=== PROVIDED TEXT ===
──────────
Gov. Kathy Hochul recently signed the Health Equity Assessment Act, which advocates say will help address the impact of decades of hospital closures and consolidations across the state, which left certain communities—primarily low-income and neighborhoods of color—underserved when it comes to health facilities.

William Alatriste/NYC Council

A 2010 rally to stop the closure of St. Vincent’s Hospital in lower Manhattan.

When St. Vincent’s Hospital closed its doors in the West Village for the last time in spring 2010, neighbors and public health experts questioned where its patients would now go instead. How much further away is the next ER? How many minutes might it add to a patient’s trip in a potentially life-threatening situation?

Those questions arise each time a hospital closes, or shrinks: Like when Harlem’s North General Hospital shut down in 2010, or Peninsula Hospital Center shuttered in Queens in 2012, or when Kingsbrook Jewish Medical Center closed its inpatient services this past summer, part of its merger with two other East Brooklyn hospitals.
──────────
=== PROVIDED DATA ===
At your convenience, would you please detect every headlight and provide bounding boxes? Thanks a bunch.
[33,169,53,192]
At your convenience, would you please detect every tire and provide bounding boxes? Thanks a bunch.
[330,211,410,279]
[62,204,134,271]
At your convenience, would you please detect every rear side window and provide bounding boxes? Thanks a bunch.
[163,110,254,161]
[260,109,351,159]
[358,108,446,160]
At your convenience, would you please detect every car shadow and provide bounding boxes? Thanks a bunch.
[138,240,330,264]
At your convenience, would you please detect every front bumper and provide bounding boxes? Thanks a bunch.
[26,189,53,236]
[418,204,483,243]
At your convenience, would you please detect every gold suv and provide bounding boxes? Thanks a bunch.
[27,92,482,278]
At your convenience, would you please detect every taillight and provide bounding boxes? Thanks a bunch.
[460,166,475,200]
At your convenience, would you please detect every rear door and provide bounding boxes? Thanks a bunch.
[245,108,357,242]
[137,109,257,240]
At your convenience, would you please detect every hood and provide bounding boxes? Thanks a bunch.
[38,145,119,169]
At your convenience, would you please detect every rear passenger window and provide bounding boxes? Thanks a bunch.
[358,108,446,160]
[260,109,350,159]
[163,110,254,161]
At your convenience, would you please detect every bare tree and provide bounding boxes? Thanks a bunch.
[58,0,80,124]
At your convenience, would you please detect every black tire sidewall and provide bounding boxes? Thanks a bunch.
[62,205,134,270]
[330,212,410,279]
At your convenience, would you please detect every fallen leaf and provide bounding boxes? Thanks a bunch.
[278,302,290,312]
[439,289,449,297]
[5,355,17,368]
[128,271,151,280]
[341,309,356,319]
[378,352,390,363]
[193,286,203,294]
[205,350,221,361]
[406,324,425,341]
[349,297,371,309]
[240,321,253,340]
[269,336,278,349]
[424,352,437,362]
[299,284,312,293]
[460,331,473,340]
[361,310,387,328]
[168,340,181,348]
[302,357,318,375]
──────────
=== TASK ===
Retype the text about New York hospital closures and the Health Equity Assessment Act above, word for word and in full.

=== YOUR SOLUTION ===
Gov. Kathy Hochul recently signed the Health Equity Assessment Act, which advocates say will help address the impact of decades of hospital closures and consolidations across the state, which left certain communities—primarily low-income and neighborhoods of color—underserved when it comes to health facilities.

William Alatriste/NYC Council

A 2010 rally to stop the closure of St. Vincent’s Hospital in lower Manhattan.

When St. Vincent’s Hospital closed its doors in the West Village for the last time in spring 2010, neighbors and public health experts questioned where its patients would now go instead. How much further away is the next ER? How many minutes might it add to a patient’s trip in a potentially life-threatening situation?

Those questions arise each time a hospital closes, or shrinks: Like when Harlem’s North General Hospital shut down in 2010, or Peninsula Hospital Center shuttered in Queens in 2012, or when Kingsbrook Jewish Medical Center closed its inpatient services this past summer, part of its merger with two other East Brooklyn hospitals.